» **TASK TO COMPLETE**: In the article about Nadine Johnson, what did the voice tell her to do?

» **SELECTED TEXT**:
‘THE HERB LADY’: Johnson publishes collection of gardening columns
Published 3:00 am Saturday, July 27, 2019
For Nadine Johnson, it all started with a voice.
“In 1980, a voice came to me out of the blue,” Johnson said. “It said, very simply, ‘Go build a greenhouse and grow herbs.’”
She first shrugged off the voice as just a fleeting thought. But the voice kept coming to her, over and over, “Go build a greenhouse and grow herbs …”
Johnson told her husband, Richard, about the voice in her head but he didn’t have much to say.
“The voice continued, over and over, 24 hours a day,” Johnson said. “Finally, Richard said, ‘Now, we’ll build a greenhouse.’ Richard had the common sense to know where the voice came from. We got busy and built the greenhouse and that is the beginning of my story as ‘The Herb Lady.’”
From the first nail that was hammered into the framework of the greenhouse, the course of Nadine Johnson’s life was destined for the growing of herbs as she had been directed by the voice.
“I grew up as a farm girl in Hopewell back in the 1930s and ’40s,” Johnson said. “We grew cotton, peanuts, corn so I knew what it was like to work in the fields. We grew butterbeans, peas, tomatoes and squash. I knew how to plant and tend a garden. So, growing herbs came natural to me.”

» **RECORD SET**:
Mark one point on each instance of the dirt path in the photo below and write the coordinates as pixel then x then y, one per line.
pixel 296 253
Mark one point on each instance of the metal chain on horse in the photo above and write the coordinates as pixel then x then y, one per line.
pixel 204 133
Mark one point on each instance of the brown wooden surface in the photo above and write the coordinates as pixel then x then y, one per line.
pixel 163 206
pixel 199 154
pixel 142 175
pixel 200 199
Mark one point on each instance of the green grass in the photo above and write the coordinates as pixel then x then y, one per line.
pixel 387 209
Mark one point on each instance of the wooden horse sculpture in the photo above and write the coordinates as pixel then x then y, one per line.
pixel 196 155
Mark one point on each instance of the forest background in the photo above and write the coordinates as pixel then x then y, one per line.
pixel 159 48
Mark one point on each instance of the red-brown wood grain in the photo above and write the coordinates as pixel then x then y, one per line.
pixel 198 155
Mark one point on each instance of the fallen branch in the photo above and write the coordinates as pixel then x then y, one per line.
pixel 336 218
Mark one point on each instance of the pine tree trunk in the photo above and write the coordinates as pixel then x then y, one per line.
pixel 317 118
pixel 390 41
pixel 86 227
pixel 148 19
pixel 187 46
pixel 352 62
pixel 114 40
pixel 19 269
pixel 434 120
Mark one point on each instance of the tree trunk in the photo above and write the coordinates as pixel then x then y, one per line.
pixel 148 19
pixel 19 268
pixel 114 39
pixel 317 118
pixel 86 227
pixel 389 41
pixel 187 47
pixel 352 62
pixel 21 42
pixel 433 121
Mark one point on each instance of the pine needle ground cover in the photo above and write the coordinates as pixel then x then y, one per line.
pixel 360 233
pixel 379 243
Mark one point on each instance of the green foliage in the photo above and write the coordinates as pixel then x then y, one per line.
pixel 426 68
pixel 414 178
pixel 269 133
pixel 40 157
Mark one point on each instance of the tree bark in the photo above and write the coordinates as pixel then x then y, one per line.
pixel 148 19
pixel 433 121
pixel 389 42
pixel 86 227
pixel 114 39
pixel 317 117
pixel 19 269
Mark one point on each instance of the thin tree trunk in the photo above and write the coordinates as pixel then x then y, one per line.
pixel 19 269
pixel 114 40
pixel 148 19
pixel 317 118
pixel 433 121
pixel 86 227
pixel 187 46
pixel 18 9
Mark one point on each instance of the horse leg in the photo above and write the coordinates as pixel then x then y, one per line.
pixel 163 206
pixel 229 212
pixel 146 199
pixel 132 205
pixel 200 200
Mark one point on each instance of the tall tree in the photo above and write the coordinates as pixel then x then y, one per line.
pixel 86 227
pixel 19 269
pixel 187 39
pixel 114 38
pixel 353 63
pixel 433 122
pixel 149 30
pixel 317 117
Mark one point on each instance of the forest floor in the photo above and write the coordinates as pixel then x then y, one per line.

» **RESPONSE AREA**: Go build a greenhouse and grow herbs.